[Data extracted from a collection]
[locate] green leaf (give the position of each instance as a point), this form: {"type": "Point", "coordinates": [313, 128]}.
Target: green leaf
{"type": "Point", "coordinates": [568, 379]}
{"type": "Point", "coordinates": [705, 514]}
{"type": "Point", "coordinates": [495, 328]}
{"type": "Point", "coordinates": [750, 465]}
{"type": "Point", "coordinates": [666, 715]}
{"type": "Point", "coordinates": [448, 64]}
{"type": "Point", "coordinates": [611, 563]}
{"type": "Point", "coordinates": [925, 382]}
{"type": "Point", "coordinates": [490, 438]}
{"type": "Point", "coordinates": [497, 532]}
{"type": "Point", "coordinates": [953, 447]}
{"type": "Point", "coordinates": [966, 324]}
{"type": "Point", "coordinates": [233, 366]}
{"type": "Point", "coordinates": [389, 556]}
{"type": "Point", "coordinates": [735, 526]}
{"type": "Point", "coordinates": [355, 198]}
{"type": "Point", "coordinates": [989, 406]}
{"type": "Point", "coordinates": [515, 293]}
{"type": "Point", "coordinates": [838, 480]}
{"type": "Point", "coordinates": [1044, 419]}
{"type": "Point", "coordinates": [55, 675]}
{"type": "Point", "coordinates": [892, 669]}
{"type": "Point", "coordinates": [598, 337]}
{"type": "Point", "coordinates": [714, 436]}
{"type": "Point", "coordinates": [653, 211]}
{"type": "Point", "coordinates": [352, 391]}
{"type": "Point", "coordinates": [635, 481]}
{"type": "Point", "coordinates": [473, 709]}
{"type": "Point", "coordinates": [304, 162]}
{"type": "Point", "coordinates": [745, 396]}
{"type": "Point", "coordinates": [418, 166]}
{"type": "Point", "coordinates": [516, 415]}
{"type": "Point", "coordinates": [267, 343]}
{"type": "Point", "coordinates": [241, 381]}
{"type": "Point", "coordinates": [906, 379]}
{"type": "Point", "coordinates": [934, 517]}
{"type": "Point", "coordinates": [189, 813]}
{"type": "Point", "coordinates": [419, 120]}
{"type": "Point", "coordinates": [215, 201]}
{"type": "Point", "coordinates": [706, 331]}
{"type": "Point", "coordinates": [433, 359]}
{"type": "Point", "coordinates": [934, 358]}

_Exercise goal_.
Each record is to be given again in full, exactly as it reads.

_Written solution_.
[locate] green leaf (give the position of each instance as a point), this form: {"type": "Point", "coordinates": [313, 128]}.
Target: green leaf
{"type": "Point", "coordinates": [568, 379]}
{"type": "Point", "coordinates": [705, 514]}
{"type": "Point", "coordinates": [495, 328]}
{"type": "Point", "coordinates": [750, 465]}
{"type": "Point", "coordinates": [666, 715]}
{"type": "Point", "coordinates": [448, 64]}
{"type": "Point", "coordinates": [611, 563]}
{"type": "Point", "coordinates": [925, 382]}
{"type": "Point", "coordinates": [490, 438]}
{"type": "Point", "coordinates": [497, 532]}
{"type": "Point", "coordinates": [953, 447]}
{"type": "Point", "coordinates": [966, 324]}
{"type": "Point", "coordinates": [233, 366]}
{"type": "Point", "coordinates": [389, 556]}
{"type": "Point", "coordinates": [735, 526]}
{"type": "Point", "coordinates": [355, 198]}
{"type": "Point", "coordinates": [989, 406]}
{"type": "Point", "coordinates": [515, 293]}
{"type": "Point", "coordinates": [838, 480]}
{"type": "Point", "coordinates": [1044, 419]}
{"type": "Point", "coordinates": [55, 675]}
{"type": "Point", "coordinates": [892, 669]}
{"type": "Point", "coordinates": [598, 337]}
{"type": "Point", "coordinates": [714, 436]}
{"type": "Point", "coordinates": [653, 211]}
{"type": "Point", "coordinates": [352, 391]}
{"type": "Point", "coordinates": [635, 481]}
{"type": "Point", "coordinates": [473, 709]}
{"type": "Point", "coordinates": [304, 162]}
{"type": "Point", "coordinates": [745, 396]}
{"type": "Point", "coordinates": [418, 166]}
{"type": "Point", "coordinates": [516, 415]}
{"type": "Point", "coordinates": [267, 343]}
{"type": "Point", "coordinates": [241, 381]}
{"type": "Point", "coordinates": [906, 379]}
{"type": "Point", "coordinates": [934, 517]}
{"type": "Point", "coordinates": [189, 813]}
{"type": "Point", "coordinates": [419, 120]}
{"type": "Point", "coordinates": [215, 201]}
{"type": "Point", "coordinates": [706, 331]}
{"type": "Point", "coordinates": [433, 359]}
{"type": "Point", "coordinates": [934, 358]}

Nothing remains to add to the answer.